EXERCISE DETAILS:
Can you write out, character for character, only the stretch of the entries below from the line containing "Please annotate the parked" through the line containing "<point>322,278</point>"?

EXTRACTED DATA:
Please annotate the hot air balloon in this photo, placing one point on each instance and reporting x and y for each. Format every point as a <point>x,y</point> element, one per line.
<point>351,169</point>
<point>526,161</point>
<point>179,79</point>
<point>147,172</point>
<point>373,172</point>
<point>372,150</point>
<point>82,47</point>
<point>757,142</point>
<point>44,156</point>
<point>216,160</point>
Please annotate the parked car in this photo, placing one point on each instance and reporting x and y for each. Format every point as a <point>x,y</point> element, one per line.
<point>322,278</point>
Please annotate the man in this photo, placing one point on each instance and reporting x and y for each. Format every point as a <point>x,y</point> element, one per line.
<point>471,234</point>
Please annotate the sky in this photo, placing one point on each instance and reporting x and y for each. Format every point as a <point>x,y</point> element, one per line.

==

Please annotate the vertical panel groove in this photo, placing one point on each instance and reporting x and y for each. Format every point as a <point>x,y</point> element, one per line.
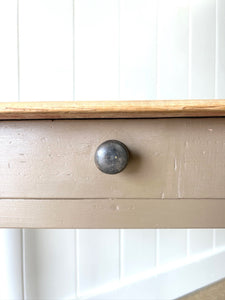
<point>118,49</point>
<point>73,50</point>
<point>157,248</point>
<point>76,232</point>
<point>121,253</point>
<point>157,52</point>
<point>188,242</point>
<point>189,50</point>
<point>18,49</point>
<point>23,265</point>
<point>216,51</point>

CORRECT RESULT:
Please annotate the parked car in this photo, placing one point on each instance and reporting x and y for each. Format every point as a <point>x,y</point> element, one per line.
<point>322,278</point>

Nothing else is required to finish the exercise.